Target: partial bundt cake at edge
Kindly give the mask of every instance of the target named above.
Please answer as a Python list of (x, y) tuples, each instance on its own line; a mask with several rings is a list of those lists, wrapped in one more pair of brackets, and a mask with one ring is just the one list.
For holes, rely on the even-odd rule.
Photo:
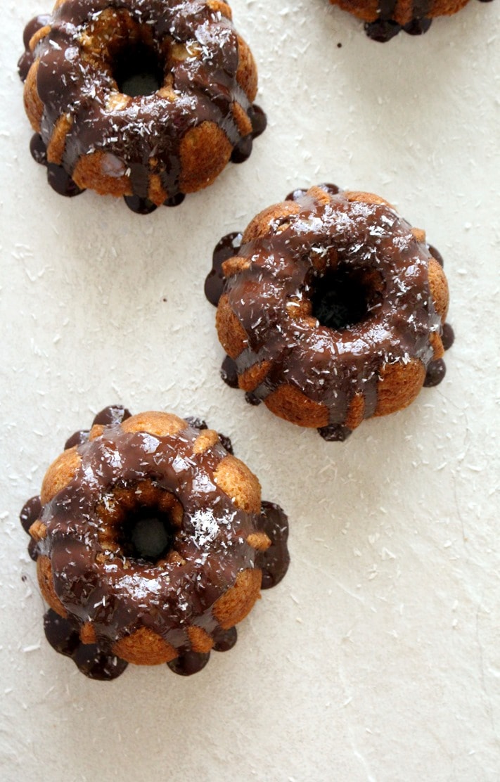
[(128, 662), (195, 673), (289, 562), (279, 506), (198, 419), (105, 408), (21, 511), (45, 635), (94, 679)]
[(450, 16), (466, 5), (469, 0), (330, 0), (330, 2), (364, 20), (367, 35), (383, 43), (401, 30), (410, 35), (426, 32), (433, 17)]
[(254, 58), (226, 2), (118, 5), (59, 0), (27, 26), (20, 74), (31, 152), (52, 186), (123, 196), (146, 213), (246, 160), (265, 117), (253, 105)]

+++

◆ Stated exercise:
In the data above, swap each "instance" for "object" and keep everything else the same. Leave the pictures out.

◆ Correct result:
Target: partial bundt cake at edge
Kindly give the mask of every object of the target named above.
Please answer as a Python list of (x, y) tuples, each object on its own line; a mask with several rings is a list of those lists, wrapped in one more pair of brackets, and a mask with one ring is just the one list.
For holes, rely on the even-odd rule.
Photo:
[(128, 662), (195, 673), (289, 562), (279, 506), (198, 419), (105, 408), (21, 511), (45, 635), (94, 679)]
[(450, 16), (466, 5), (469, 0), (330, 0), (330, 2), (364, 20), (367, 35), (383, 43), (401, 30), (410, 35), (426, 32), (433, 17)]
[(254, 58), (226, 2), (118, 5), (59, 0), (27, 26), (20, 74), (31, 152), (52, 186), (123, 196), (146, 213), (246, 160), (265, 117), (253, 105)]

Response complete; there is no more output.